Copy the rows from the line with "lip, giving x and y for each instance?" up to and including the line with "californicum, giving x and y for each instance?", substituting "broad leaf" for "green leaf" and keeping everything else the same. Give only those lines.
═════ THE INPUT
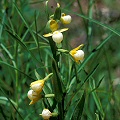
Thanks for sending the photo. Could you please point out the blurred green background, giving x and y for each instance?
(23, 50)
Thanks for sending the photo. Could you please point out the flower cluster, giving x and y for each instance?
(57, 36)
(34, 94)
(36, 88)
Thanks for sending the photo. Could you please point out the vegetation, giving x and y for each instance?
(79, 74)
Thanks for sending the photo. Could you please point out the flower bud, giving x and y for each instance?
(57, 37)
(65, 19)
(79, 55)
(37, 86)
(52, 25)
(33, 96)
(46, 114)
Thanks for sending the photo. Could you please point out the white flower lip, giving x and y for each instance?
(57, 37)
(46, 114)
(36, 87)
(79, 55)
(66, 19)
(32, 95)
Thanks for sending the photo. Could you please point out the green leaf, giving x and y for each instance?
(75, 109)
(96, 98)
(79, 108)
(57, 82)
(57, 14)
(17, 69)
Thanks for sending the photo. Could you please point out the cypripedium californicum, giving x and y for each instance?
══════════
═════ THE INPUT
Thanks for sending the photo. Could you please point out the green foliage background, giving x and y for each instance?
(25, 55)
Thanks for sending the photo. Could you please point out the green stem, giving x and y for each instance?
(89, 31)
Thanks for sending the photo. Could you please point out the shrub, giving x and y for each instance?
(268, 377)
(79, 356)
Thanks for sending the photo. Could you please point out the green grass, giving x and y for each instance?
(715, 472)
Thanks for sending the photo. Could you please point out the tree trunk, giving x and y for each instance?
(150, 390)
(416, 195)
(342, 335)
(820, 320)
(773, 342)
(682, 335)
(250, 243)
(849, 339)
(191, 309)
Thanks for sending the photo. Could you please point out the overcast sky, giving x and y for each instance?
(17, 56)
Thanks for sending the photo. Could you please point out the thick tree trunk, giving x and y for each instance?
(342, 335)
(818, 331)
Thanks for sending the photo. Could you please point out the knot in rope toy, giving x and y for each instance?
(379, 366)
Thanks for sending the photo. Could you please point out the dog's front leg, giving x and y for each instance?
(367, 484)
══════════
═════ THE INPUT
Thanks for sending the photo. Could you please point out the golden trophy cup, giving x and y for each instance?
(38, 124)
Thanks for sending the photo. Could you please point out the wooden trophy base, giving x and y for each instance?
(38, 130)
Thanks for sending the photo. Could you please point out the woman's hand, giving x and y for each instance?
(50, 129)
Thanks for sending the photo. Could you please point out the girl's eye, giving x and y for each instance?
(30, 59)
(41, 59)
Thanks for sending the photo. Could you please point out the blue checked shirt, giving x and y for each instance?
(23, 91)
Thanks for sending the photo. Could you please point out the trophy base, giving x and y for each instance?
══════════
EXERCISE RESPONSE:
Thanks for sending the photo. Could you please point out the white flower lip, giving x and y for each instance?
(57, 37)
(46, 114)
(36, 87)
(79, 55)
(66, 19)
(32, 95)
Thanks for sending the photo. Could you please point out the broad leaf, giving x and y for each instance?
(75, 109)
(96, 98)
(79, 108)
(57, 82)
(57, 14)
(17, 69)
Thanks for sending the photo. Could you please point out the cypripedium californicum, giving x and y for each instance?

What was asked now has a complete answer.